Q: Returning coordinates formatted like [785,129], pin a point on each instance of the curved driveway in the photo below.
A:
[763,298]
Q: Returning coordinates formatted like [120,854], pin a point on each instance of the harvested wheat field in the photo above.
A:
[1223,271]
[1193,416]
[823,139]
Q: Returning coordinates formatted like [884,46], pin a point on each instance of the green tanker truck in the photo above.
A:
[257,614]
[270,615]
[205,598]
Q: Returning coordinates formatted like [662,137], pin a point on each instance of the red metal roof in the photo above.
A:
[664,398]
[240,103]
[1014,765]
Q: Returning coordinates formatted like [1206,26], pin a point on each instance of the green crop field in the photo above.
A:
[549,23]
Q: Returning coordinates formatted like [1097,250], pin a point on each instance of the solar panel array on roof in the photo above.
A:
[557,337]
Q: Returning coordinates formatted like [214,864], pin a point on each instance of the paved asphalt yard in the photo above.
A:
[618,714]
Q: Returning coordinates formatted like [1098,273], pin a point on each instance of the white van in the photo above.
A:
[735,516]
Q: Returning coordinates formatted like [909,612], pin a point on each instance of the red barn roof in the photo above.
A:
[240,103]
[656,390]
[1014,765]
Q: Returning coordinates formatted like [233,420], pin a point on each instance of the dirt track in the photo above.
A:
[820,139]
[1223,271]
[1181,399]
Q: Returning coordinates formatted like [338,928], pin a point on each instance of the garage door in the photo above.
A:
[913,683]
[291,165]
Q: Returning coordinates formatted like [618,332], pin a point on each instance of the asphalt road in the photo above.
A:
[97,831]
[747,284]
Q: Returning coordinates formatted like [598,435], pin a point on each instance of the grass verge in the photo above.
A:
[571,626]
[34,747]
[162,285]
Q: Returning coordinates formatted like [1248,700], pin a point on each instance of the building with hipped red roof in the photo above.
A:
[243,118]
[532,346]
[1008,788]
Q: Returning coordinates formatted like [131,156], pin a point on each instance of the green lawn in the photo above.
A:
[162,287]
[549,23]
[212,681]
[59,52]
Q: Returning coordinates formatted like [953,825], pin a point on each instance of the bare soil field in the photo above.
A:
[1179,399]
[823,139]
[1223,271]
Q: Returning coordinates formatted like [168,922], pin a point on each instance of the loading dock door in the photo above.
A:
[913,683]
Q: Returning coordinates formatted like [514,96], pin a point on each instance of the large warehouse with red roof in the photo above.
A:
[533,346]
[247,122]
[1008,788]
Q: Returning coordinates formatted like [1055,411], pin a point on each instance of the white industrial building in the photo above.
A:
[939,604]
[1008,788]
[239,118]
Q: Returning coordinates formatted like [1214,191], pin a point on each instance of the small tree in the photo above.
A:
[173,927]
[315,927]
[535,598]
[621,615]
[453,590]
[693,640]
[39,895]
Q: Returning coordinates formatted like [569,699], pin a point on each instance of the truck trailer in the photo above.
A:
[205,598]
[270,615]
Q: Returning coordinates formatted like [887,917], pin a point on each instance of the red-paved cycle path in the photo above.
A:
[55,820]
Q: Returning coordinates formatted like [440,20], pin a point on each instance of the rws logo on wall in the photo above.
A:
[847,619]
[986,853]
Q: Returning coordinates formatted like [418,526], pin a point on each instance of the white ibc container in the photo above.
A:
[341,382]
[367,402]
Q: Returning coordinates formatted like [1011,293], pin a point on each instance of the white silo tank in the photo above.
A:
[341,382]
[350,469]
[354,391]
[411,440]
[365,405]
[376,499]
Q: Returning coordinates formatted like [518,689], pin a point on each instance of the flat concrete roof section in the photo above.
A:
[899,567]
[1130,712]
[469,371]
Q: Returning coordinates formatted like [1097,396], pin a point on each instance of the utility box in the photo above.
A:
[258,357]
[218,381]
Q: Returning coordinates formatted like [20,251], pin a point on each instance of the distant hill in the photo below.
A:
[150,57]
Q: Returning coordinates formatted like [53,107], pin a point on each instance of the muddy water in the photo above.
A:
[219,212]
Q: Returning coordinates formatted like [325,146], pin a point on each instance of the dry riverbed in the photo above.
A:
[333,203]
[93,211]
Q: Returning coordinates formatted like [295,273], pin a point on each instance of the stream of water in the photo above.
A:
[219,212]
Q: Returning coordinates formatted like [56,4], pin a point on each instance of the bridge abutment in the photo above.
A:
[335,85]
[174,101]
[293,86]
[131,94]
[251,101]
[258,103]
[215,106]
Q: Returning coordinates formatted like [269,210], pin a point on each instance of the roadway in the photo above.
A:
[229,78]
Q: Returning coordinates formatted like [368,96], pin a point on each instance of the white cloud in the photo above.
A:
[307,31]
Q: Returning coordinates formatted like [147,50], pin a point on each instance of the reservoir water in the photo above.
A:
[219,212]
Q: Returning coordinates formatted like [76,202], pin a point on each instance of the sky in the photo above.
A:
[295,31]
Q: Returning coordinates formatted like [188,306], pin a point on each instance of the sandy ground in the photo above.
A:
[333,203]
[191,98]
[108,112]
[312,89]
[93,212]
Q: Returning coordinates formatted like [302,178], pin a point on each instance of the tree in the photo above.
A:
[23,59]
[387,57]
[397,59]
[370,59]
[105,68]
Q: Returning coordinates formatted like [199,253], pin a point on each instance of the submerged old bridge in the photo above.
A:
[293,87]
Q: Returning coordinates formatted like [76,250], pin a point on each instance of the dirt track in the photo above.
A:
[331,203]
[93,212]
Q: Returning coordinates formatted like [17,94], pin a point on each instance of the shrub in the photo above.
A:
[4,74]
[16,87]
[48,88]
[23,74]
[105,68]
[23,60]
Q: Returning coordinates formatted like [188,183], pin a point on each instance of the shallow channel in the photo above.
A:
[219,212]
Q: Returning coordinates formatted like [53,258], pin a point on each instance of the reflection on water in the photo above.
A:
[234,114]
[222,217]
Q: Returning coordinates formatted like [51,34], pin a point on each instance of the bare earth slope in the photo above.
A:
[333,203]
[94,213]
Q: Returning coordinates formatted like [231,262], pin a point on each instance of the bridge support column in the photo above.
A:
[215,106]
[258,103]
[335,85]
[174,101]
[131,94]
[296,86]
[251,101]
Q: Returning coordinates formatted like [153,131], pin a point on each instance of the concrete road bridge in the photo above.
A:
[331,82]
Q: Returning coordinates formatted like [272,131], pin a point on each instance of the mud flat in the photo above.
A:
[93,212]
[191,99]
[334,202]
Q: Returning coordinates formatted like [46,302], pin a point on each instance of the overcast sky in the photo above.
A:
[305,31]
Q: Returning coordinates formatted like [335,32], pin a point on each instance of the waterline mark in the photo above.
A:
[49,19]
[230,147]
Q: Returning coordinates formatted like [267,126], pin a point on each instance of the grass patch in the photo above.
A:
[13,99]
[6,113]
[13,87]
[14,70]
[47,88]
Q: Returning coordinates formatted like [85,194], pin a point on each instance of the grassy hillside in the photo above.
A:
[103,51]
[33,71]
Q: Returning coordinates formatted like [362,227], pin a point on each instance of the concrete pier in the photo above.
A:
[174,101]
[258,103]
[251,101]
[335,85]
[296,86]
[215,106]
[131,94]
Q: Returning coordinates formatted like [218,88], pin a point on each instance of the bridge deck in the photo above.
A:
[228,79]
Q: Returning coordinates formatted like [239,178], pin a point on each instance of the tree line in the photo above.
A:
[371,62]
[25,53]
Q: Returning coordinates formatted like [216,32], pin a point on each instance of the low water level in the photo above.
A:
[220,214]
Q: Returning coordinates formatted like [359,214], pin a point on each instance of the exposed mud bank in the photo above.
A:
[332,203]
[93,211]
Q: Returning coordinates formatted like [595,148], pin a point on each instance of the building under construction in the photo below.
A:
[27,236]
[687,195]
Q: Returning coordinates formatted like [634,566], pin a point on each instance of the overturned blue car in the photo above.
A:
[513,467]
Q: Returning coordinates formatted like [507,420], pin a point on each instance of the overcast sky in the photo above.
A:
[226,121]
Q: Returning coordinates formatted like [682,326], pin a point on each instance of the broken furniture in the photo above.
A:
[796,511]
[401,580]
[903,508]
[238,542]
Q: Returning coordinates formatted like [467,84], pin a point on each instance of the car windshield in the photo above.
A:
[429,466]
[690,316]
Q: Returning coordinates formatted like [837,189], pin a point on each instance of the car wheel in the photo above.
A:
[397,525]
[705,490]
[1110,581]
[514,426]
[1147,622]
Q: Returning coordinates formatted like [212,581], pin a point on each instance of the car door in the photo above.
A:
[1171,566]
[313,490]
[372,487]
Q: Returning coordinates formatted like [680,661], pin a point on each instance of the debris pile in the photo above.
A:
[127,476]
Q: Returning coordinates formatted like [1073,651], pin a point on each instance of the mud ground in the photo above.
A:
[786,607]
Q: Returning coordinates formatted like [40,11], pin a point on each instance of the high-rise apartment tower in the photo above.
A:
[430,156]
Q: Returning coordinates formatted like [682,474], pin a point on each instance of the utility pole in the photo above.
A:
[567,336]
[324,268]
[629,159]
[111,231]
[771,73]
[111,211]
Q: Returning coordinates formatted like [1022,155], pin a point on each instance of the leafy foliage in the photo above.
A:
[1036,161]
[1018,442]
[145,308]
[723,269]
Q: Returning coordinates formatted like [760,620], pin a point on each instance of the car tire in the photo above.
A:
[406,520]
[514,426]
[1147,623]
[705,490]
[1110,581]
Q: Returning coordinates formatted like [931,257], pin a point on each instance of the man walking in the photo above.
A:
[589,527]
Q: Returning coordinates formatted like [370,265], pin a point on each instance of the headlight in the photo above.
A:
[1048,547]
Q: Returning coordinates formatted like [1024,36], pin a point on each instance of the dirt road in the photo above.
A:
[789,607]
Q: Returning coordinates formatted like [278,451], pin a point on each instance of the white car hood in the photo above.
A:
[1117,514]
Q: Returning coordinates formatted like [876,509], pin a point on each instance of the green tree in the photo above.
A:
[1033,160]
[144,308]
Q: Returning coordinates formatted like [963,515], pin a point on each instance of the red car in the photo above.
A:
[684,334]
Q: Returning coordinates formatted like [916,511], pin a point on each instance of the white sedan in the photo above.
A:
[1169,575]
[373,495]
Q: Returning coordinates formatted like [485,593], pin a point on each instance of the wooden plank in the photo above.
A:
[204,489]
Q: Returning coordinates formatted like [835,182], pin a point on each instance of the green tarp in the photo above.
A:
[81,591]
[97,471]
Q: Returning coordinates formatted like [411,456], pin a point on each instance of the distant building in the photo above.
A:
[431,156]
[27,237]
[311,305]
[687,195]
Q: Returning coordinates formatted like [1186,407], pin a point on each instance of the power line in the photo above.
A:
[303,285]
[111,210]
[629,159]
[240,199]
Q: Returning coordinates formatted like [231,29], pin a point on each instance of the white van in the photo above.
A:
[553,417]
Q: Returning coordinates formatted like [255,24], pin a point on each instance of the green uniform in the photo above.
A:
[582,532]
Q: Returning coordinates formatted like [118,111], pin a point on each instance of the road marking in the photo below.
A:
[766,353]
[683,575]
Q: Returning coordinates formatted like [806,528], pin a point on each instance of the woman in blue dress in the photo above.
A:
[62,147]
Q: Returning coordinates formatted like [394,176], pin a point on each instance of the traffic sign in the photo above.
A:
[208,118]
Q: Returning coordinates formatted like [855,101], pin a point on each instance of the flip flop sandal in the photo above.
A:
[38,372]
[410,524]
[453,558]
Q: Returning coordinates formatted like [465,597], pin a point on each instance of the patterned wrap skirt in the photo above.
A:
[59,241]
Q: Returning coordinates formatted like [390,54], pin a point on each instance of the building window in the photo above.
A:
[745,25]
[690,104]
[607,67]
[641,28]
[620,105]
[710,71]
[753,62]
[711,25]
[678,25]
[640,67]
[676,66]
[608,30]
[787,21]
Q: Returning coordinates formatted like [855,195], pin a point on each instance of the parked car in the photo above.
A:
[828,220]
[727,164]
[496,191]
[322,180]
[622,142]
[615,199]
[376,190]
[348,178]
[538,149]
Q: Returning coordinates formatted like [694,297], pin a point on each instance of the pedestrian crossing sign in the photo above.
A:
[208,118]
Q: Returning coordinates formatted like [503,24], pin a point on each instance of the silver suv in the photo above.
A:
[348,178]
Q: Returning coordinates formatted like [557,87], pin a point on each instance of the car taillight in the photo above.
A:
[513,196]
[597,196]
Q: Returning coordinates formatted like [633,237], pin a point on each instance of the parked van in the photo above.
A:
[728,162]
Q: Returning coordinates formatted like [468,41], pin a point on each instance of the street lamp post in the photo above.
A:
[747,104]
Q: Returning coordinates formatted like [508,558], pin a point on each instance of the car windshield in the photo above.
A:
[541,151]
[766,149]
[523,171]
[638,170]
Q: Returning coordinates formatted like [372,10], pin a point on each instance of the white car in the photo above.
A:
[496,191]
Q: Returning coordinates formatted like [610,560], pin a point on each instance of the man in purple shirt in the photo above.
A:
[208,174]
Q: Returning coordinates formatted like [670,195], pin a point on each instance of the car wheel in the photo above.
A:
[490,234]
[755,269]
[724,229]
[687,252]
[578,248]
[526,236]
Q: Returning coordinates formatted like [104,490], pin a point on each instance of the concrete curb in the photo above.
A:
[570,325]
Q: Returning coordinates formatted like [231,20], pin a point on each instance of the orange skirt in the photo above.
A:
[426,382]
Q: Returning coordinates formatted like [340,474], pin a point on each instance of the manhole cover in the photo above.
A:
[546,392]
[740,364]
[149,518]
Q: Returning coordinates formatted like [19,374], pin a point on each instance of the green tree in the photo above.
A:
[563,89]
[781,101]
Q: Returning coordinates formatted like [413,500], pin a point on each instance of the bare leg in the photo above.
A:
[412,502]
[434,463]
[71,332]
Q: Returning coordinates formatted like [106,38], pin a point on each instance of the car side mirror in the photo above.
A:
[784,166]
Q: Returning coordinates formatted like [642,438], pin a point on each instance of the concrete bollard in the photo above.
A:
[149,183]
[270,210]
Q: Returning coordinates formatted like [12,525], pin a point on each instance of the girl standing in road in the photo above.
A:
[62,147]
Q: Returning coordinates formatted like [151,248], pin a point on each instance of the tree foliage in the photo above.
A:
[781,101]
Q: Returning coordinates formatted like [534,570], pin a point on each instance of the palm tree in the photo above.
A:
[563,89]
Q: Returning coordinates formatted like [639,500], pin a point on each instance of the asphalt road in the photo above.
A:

----

Return, word for word, every line from the line with "Q: Returning coordinates formatted like [413,500], pin" to the final line of the data.

Q: Returning coordinates formatted like [413,500], pin a point on each instance of the bare leg in the photo above.
A:
[412,502]
[434,463]
[71,332]
Q: Returning coordinates formatted like [106,38], pin a point on each instance of the car side mirror in the photo above.
A:
[784,166]
Q: Returning coordinates formatted like [642,438], pin a point on each instance of the concrete bollard in the photo above.
A:
[149,183]
[270,210]
Q: Returning coordinates formatted like [12,525], pin a point on each instance of the girl standing in road in the photo above.
A:
[62,147]
Q: Returning coordinates formatted like [151,248], pin a point on each instance of the tree foliage in the photo above.
A:
[781,101]
Q: Returning coordinates formatted like [534,570], pin a point on each instance of the palm tree in the photo above.
A:
[563,89]
Q: Returning coordinates formatted like [639,500], pin a point on each instance of the asphalt road in the photo above.
A:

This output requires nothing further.